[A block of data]
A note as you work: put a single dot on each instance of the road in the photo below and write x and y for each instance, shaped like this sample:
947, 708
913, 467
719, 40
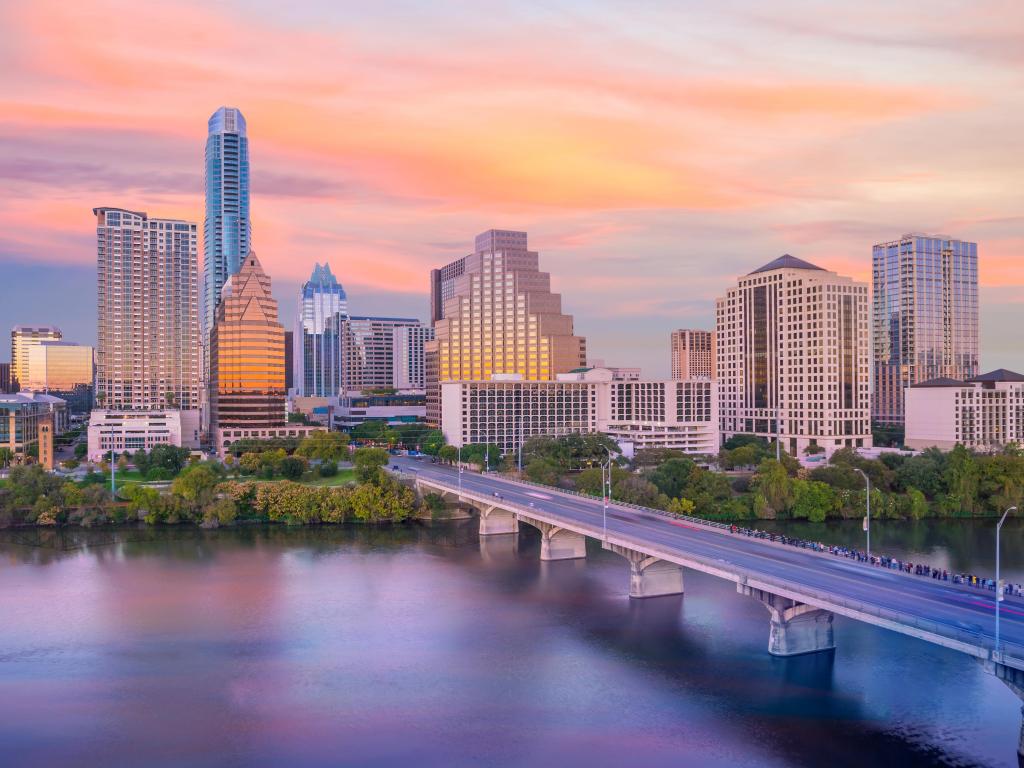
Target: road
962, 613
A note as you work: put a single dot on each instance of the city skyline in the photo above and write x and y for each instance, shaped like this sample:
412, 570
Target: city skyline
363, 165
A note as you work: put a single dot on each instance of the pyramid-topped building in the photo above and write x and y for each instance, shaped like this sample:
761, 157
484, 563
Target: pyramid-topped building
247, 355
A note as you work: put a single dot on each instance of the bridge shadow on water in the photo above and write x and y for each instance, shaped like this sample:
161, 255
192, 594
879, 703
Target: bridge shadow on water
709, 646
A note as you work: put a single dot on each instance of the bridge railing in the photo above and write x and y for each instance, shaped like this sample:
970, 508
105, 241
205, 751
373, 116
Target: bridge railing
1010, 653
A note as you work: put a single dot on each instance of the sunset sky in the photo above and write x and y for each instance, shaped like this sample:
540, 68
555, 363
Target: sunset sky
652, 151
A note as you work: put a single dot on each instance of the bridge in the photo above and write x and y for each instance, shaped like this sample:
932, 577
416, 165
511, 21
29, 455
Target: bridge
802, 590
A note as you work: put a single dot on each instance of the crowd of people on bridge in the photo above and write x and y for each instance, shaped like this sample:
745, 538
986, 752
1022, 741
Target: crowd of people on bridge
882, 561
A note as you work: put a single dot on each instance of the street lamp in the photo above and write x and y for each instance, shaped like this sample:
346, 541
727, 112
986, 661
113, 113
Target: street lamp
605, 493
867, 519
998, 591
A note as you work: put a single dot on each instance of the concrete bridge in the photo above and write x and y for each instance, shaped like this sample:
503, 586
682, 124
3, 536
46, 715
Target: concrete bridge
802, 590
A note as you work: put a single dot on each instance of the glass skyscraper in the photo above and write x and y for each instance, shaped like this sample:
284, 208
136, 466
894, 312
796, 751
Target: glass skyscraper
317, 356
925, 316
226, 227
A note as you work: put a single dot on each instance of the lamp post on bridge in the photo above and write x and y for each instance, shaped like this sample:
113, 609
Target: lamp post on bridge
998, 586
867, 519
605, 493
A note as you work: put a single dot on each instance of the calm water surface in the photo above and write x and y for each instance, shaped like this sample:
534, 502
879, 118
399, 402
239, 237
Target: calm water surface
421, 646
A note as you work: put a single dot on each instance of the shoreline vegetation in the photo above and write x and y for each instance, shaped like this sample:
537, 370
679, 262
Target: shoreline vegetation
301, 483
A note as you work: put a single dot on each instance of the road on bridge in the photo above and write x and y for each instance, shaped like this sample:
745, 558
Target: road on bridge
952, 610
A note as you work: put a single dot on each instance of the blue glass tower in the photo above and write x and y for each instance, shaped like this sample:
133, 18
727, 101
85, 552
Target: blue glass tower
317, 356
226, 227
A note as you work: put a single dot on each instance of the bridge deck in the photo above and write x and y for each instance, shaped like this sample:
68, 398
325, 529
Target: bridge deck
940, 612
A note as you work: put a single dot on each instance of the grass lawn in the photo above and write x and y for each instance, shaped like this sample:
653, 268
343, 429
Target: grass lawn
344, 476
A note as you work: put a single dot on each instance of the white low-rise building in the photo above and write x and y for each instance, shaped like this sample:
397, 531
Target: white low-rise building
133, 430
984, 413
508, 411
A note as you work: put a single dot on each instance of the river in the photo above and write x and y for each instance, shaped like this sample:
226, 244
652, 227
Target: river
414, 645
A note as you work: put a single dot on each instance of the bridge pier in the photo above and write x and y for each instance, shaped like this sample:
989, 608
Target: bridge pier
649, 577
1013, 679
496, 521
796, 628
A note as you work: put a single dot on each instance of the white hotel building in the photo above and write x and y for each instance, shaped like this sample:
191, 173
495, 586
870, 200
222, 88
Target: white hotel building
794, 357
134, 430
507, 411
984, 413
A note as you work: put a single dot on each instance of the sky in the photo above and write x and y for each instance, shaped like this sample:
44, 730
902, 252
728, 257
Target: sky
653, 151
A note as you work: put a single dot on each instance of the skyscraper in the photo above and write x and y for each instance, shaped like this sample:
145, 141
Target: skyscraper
---
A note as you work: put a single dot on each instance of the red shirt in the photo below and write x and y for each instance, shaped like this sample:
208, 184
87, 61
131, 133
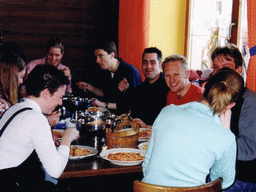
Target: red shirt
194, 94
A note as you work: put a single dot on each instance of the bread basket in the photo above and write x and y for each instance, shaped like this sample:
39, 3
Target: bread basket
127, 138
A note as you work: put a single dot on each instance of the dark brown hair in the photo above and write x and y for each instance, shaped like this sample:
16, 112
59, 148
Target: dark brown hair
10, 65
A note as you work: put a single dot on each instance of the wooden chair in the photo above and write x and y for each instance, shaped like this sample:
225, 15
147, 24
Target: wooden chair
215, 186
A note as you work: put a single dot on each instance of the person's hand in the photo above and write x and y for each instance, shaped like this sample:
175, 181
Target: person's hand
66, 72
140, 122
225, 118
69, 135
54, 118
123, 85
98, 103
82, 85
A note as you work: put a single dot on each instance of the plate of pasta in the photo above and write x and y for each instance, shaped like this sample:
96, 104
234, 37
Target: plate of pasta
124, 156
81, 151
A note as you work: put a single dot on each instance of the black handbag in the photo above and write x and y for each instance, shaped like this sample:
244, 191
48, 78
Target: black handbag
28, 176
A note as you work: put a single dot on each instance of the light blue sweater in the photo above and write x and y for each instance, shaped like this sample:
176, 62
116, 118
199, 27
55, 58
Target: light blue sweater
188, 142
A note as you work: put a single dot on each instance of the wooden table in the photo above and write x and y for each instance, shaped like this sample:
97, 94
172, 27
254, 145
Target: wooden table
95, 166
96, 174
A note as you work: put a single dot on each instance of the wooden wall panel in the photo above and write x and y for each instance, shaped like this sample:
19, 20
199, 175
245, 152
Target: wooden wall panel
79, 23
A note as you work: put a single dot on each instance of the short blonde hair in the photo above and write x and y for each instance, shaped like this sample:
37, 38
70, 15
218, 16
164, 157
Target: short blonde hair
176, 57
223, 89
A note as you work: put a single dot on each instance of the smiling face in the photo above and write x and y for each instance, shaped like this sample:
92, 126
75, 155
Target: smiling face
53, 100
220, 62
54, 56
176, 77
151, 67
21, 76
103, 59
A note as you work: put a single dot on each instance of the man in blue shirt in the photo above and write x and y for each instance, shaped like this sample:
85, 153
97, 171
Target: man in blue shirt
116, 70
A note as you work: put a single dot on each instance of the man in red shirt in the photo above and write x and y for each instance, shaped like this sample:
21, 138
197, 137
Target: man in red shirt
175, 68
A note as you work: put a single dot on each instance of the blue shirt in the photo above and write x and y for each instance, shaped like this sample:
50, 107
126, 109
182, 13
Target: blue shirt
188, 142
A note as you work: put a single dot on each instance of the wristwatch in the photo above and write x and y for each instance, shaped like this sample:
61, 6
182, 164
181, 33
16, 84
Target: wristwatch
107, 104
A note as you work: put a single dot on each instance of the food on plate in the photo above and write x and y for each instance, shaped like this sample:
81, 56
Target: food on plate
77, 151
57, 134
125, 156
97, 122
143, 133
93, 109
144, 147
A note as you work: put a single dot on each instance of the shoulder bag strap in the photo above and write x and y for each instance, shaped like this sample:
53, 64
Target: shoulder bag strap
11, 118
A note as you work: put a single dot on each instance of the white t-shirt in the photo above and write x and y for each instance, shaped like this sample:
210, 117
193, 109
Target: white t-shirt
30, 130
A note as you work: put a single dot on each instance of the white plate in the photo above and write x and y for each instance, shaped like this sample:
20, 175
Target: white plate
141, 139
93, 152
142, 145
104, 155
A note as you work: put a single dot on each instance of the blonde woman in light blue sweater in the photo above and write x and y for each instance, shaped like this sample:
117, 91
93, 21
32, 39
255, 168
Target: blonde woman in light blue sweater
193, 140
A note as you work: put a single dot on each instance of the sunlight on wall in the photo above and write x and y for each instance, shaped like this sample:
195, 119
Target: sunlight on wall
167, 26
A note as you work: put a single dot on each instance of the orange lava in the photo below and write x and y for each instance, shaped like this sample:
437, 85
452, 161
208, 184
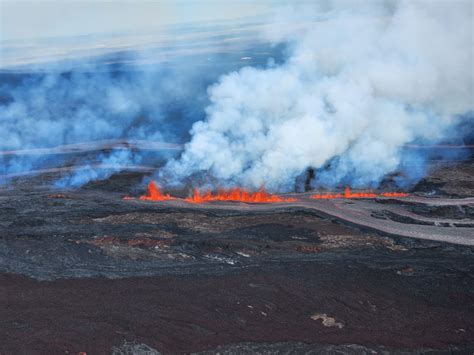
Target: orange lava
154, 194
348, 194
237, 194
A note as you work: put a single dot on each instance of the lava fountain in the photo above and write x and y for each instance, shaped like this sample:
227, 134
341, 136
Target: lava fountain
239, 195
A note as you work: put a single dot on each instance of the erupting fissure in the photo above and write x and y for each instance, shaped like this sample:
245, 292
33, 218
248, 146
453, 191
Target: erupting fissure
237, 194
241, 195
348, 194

(To be done) Count the lines of the material above that contain the string "lava", and reply with only that number.

(Exercise response) 4